### Task to complete
Summarize the bladder cancer text below in two sentences.

### Given text
By LabMedica International staff writers
Posted on 22 Oct 2020
Urine cytology, which is widely used to screen for bladder cancer, has high specificity but lacks sensitivity, especially for low-grade cancers. Cystoscopy, while more accurate than cytology, is an invasive procedure with added costs and potential complications for the patient.

An inexpensive, non-invasive test for the detection and monitoring of bladder cancer is an unmet clinical need. The DNA isolated from urine exfoliated cells, a complex cell mixture that potentially includes tumor cells shed from the lining of the bladder, can provide clues to the presence of bladder cancer.

Image: The HiSeq XTen human whole- genome sequencing system (Photo courtesy of Illumina).
Image: The HiSeq XTen human whole- genome sequencing system (Photo courtesy of Illumina).

Urologists at the Changhai Hospital (Shanghai, China) and their colleagues used samples from patients enrolled in an observational clinical trial in Shanghai that is evaluating the a newly developed assay. A total of 190 patients (126 with urothelial carcinoma, 64 without cancer) participated in the discovery phase; no significant copy number variants (CNV) burden was detected in those without cancer. The scientists then developed a diagnostic model which incorporated all autosomal chromosomal changes in urine exfoliated cells.

The assay begins with a urine sample and following urine sedimentation and DNA extraction, the samples were analyzed using low-coverage whole-genome sequencing (LC-WGS). Urine-exfoliated cell DNA was analyzed by Illumina HiSeq XTen (Illumina, San Diego, USA) followed by genotyping with a customized bioinformatics workflow named Urine Exfoliated Cells Copy Number Aberration Detector (UroCAD). Because the assay relies on the detection of overall CNV burden, and not on the identification of specific genetic alterations, this cost-effective sequencing method was an ideal technique for sample analysis.

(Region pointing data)

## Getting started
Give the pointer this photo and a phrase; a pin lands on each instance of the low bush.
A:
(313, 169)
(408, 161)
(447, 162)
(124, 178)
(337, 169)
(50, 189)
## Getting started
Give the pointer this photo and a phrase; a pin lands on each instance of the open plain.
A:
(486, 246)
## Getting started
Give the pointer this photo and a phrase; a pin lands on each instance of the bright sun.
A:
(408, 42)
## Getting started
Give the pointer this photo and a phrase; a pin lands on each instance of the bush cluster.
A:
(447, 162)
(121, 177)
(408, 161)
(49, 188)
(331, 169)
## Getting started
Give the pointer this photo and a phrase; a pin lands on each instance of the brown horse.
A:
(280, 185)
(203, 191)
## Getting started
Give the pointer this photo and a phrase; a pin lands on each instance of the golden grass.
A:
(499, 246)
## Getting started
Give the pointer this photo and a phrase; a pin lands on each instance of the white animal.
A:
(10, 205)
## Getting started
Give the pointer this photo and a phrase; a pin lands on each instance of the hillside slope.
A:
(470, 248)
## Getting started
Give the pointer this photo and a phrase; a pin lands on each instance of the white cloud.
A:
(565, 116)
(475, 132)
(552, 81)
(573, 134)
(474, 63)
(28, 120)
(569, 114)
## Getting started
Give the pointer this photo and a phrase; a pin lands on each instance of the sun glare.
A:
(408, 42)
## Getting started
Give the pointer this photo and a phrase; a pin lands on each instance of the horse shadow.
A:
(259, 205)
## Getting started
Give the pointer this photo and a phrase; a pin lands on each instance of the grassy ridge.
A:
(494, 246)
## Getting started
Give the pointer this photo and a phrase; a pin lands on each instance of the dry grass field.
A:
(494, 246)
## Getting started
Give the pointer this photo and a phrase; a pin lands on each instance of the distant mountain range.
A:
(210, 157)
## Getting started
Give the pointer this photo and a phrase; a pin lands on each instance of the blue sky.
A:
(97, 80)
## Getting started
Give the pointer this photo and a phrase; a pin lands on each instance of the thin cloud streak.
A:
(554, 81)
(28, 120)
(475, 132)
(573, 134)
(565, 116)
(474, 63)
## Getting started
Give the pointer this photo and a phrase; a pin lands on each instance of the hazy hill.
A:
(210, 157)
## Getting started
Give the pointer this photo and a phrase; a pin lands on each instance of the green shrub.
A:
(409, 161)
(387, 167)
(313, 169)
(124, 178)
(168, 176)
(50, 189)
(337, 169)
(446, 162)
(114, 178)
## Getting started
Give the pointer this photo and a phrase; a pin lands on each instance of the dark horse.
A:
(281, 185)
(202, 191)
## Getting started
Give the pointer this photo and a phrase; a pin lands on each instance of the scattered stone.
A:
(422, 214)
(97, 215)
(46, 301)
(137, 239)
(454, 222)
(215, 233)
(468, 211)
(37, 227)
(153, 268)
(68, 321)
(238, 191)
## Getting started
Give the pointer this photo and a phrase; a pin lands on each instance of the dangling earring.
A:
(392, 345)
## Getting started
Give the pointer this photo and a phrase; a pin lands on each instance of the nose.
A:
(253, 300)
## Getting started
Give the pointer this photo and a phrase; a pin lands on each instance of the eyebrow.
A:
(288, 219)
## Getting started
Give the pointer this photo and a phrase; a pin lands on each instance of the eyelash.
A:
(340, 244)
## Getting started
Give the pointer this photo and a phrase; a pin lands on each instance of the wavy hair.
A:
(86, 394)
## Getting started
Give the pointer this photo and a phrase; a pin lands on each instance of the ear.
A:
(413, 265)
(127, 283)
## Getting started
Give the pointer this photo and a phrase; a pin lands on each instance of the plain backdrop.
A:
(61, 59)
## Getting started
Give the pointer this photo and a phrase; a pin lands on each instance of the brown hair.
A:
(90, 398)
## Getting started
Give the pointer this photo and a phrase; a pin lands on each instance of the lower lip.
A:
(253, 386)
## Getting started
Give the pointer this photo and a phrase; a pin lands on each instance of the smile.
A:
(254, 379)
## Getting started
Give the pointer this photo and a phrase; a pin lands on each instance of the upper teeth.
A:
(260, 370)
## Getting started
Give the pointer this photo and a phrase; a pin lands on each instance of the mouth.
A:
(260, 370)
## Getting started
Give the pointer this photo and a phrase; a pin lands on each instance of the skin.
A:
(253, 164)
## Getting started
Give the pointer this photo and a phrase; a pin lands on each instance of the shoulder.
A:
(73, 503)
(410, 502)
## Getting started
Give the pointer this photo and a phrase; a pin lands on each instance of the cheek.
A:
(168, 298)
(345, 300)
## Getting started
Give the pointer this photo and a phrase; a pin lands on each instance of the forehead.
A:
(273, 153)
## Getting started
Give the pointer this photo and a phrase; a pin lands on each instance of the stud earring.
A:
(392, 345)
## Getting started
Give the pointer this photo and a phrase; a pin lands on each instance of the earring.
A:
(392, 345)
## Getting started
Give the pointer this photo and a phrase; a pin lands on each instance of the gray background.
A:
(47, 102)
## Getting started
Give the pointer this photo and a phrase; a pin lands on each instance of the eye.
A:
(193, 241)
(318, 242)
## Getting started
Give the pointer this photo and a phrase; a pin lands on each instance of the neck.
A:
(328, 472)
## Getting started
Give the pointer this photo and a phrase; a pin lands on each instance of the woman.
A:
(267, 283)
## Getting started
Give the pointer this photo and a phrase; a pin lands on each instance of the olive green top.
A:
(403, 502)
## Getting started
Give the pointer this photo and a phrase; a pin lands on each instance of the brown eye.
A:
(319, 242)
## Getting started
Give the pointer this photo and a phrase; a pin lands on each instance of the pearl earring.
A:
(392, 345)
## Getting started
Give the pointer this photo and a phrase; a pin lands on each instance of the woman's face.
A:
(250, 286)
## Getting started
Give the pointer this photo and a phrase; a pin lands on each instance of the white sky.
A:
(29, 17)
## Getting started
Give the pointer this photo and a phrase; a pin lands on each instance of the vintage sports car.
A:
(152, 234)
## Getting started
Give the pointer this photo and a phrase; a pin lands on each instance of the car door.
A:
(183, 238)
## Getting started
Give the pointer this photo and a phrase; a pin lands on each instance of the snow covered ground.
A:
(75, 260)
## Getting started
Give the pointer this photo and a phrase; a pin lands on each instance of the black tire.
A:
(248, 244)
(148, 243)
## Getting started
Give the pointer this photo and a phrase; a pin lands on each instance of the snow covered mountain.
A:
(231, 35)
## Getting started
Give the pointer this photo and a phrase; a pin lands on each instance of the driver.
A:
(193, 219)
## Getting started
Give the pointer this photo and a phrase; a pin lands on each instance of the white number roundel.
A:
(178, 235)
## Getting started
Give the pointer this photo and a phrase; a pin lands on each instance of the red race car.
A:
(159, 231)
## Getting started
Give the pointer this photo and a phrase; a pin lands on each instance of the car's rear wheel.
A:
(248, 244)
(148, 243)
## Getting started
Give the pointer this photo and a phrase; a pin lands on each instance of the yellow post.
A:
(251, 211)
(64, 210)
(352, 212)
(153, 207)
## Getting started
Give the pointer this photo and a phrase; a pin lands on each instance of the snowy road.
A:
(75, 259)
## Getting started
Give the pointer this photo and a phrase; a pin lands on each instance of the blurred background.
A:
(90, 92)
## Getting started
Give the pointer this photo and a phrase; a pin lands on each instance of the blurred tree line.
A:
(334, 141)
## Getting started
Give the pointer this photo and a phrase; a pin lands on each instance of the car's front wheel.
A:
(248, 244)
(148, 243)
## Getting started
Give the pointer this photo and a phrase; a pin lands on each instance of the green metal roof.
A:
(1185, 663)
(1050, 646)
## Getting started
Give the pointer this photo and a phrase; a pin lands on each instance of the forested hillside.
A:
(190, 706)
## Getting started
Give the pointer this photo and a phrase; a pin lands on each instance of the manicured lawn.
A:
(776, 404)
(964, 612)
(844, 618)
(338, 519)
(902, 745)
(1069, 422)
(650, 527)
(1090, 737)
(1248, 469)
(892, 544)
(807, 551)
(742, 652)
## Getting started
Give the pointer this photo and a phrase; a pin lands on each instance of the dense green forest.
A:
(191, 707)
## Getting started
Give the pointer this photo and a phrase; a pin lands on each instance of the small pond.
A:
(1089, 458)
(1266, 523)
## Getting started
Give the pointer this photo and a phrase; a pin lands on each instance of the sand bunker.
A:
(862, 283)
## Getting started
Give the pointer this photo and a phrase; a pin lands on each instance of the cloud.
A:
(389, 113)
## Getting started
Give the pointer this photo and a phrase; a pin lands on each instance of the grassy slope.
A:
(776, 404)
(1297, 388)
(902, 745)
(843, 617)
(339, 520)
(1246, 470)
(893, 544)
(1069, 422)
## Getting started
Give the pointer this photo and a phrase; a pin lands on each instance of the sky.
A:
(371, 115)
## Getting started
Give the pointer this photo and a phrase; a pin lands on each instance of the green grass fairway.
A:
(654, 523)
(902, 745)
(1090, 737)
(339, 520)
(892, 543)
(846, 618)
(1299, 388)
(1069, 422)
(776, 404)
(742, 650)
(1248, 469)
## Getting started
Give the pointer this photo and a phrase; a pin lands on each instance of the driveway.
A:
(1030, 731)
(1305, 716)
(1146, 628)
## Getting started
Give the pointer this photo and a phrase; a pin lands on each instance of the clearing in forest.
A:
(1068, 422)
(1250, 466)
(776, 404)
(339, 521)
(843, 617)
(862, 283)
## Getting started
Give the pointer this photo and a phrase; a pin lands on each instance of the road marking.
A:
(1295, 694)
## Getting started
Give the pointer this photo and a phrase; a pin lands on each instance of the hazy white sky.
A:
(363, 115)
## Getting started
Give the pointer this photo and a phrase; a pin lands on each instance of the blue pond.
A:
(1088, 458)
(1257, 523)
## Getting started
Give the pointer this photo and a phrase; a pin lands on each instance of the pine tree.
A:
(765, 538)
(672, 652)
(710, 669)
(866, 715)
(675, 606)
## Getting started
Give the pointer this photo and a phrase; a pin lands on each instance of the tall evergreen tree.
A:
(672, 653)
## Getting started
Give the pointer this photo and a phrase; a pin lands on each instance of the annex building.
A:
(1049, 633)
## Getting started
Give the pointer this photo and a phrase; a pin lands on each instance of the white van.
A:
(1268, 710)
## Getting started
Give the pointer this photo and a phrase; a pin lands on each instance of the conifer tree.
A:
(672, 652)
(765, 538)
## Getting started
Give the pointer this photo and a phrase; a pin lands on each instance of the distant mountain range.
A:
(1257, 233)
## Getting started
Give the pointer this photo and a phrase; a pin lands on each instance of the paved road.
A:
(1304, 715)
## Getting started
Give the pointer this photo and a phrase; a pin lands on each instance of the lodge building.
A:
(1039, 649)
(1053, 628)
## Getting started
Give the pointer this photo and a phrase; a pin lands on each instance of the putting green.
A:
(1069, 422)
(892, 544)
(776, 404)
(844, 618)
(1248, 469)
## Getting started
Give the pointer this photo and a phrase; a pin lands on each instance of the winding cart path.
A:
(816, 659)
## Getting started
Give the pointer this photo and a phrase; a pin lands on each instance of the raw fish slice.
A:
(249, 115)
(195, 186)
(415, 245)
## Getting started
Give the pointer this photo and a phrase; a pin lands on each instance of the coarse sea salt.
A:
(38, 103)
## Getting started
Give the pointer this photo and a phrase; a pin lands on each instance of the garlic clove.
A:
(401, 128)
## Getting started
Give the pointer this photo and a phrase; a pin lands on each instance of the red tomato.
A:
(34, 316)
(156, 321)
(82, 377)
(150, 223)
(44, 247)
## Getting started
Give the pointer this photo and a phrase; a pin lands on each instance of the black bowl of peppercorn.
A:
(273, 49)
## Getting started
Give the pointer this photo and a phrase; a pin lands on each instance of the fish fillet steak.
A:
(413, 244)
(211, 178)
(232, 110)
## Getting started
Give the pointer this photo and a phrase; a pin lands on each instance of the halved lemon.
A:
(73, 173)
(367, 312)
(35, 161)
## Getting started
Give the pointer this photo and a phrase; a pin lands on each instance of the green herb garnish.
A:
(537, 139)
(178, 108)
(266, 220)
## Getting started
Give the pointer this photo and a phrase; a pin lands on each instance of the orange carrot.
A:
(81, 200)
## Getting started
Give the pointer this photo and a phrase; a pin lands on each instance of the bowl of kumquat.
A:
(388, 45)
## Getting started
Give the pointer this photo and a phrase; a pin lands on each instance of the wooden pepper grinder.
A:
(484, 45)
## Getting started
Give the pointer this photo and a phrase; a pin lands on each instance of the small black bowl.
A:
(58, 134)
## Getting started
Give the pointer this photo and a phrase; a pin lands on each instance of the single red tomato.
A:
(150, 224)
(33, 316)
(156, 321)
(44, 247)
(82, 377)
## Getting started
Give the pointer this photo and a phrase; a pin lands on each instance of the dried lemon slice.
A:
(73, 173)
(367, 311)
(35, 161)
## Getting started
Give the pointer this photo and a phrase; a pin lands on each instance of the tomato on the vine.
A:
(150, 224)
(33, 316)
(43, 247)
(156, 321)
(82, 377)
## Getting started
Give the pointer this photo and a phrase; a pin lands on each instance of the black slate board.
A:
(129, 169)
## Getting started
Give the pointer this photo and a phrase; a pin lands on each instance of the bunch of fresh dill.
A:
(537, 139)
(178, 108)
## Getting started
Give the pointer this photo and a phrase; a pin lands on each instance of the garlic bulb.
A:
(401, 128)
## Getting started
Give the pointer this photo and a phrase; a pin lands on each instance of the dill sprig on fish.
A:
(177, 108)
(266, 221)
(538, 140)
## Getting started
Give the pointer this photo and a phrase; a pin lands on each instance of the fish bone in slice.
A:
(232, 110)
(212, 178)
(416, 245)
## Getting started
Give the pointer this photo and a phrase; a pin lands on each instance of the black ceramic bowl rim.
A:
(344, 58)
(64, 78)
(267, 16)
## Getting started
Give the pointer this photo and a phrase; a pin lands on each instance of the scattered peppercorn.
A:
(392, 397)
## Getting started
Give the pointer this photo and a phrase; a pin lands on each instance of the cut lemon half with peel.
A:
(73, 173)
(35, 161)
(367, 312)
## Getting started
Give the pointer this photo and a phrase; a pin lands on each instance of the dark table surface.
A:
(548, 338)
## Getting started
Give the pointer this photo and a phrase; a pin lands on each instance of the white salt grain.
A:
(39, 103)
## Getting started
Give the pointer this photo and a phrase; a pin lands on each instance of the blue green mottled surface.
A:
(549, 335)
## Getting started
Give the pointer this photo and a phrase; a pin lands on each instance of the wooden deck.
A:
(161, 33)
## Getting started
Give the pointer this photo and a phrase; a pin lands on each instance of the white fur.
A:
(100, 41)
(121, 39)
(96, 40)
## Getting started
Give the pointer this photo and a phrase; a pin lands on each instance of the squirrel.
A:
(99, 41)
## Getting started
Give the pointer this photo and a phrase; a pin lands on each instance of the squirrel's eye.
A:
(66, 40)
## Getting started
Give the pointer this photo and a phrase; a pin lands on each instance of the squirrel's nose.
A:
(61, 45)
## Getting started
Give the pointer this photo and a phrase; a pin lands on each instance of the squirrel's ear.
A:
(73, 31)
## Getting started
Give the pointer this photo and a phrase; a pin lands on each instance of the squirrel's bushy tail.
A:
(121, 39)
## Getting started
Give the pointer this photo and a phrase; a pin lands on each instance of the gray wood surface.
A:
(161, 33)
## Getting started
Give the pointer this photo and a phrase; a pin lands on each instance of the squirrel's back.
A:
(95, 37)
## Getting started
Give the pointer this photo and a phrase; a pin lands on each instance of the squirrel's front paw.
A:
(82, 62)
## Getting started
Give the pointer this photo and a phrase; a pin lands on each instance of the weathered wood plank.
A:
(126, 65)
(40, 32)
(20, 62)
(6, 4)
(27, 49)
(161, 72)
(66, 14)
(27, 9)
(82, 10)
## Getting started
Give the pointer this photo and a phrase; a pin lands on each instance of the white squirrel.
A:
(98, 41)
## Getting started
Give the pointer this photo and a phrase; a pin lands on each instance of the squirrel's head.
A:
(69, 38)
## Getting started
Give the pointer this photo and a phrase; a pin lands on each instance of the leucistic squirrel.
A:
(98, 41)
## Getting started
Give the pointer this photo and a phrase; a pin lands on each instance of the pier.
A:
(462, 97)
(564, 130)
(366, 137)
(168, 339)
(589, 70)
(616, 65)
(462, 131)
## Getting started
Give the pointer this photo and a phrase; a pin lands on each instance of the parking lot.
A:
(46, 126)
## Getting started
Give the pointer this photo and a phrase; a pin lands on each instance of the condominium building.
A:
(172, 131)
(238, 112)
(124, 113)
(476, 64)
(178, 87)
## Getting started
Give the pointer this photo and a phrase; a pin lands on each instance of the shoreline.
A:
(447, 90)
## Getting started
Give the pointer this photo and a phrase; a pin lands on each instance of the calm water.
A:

### Answer box
Urine cytology lacks sensitivity for bladder cancer and cystoscopy is invasive, so an inexpensive, non-invasive test is an unmet clinical need, and DNA from urine exfoliated cells can provide clues to the disease. Urologists at the Changhai Hospital and their colleagues used samples from 190 patients to develop a diagnostic model that analyzes urine exfoliated cell DNA by low-coverage whole-genome sequencing and a bioinformatics workflow named UroCAD, which relies on overall copy number variant burden rather than specific genetic alterations.